Aim of the task –
A faithful transcript of every entry is required; pictures do not belong in it.

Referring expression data
+-------+

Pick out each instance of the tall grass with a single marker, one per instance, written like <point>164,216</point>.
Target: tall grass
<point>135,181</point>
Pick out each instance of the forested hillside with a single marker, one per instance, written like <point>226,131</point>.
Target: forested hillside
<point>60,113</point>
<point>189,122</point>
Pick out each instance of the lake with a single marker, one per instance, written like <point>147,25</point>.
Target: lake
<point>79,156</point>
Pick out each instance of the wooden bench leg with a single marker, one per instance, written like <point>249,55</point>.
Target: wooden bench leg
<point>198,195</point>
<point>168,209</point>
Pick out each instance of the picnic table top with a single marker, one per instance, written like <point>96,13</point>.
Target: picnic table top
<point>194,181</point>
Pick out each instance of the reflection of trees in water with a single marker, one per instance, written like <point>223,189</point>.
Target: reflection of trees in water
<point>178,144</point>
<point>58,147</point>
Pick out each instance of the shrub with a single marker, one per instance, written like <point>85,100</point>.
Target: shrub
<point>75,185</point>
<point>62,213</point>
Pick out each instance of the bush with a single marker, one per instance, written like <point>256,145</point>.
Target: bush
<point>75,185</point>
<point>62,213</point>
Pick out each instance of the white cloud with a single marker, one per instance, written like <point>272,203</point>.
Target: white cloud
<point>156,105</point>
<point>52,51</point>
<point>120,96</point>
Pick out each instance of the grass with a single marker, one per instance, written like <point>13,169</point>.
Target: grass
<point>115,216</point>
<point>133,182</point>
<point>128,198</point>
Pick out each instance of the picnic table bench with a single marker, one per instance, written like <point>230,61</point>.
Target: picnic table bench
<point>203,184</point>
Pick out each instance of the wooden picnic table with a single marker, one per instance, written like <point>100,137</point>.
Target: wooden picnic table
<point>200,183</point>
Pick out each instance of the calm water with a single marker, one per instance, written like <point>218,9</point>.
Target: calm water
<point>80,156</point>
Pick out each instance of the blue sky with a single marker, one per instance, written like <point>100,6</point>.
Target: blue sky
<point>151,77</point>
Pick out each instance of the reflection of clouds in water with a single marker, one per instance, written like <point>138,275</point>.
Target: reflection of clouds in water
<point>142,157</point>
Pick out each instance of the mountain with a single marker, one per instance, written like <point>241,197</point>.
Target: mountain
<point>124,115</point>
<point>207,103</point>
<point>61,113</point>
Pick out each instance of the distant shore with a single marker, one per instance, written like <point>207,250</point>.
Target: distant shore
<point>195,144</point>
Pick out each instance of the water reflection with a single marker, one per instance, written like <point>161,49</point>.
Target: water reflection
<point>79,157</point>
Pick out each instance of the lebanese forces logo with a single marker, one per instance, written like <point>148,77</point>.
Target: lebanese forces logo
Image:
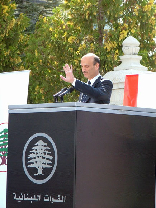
<point>39,158</point>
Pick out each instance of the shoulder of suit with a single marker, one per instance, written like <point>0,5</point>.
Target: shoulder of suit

+-------+

Written response –
Pick out each instance of the tall grass with a single marker, one per instance, written like <point>164,216</point>.
Target: tall grass
<point>135,181</point>
Pick out each instance of the forested hillside with a single marker, one per instance, written like <point>226,131</point>.
Target: forested hillside
<point>60,113</point>
<point>189,122</point>
Pick out each instance of the lake with a single marker, one per instance, written like <point>147,25</point>.
Target: lake
<point>79,156</point>
Pick out each instance of the wooden bench leg with a single marker, one per instance, written like <point>249,55</point>.
Target: wooden bench leg
<point>198,195</point>
<point>168,209</point>
Pick out each instance of the picnic table top with a single marker, one per instance, written like <point>96,13</point>.
Target: picnic table top
<point>194,181</point>
Pick out each instance of the reflection of trees in water with a single marker, one per instance, written like <point>223,189</point>.
Target: reflection of trees in water
<point>178,144</point>
<point>58,147</point>
Pick out each instance of the shrub with a single marker, one per instance, written like <point>85,100</point>.
Target: shrub
<point>75,185</point>
<point>62,213</point>
Pick out each instance of the bush with a single marker, one per instance, written like <point>256,145</point>.
Target: bush
<point>75,185</point>
<point>62,213</point>
Pick out each instance of the white cloud with a single marker, one per instance, written like <point>272,203</point>.
Target: white cloud
<point>156,105</point>
<point>52,51</point>
<point>120,96</point>
Pick out each instance of the grass with a single marker, one per instance, written like <point>13,169</point>.
Target: grass
<point>115,216</point>
<point>133,182</point>
<point>128,198</point>
Pick out each instance of the picnic table bench with a single marker, one per instance, written like <point>230,61</point>.
Target: picnic table bench
<point>203,184</point>
Pick out each instance of the wooden picnic table with a single marker, one per instance, written like <point>100,137</point>.
Target: wooden picnic table
<point>200,183</point>
Pick out each instance of the calm water with a single marker, one per instance, written like <point>218,9</point>.
Target: calm water
<point>80,156</point>
Pick out each instance of the blue sky with a single marker, one per instance, written like <point>100,6</point>.
Target: blue sky
<point>151,77</point>
Pick out each instance of the reflection of clouds in water with a single marker, one per instance, written like <point>138,275</point>.
Target: reflection of clouds in water
<point>142,157</point>
Pick out each instance of the mountain with a single marker, one per instance, written like <point>241,197</point>.
Target: mountain
<point>124,115</point>
<point>207,103</point>
<point>61,113</point>
Pick out each instance of the distant shore with a single marker, one per instance, written like <point>207,250</point>.
Target: distant shore
<point>195,144</point>
Pick out each instance of the water reflection with a single marker, one per instance, written like <point>161,49</point>.
Target: water reflection
<point>79,157</point>
Pick out each instance of the lebanese forces logo with a single marker, one per instance, written like <point>148,77</point>.
Target: lebanese forces logo
Image:
<point>39,158</point>
Pick out each instance of the shoulder of suit with a single marker, one per instance, written like <point>0,5</point>.
Target: shoulder of suit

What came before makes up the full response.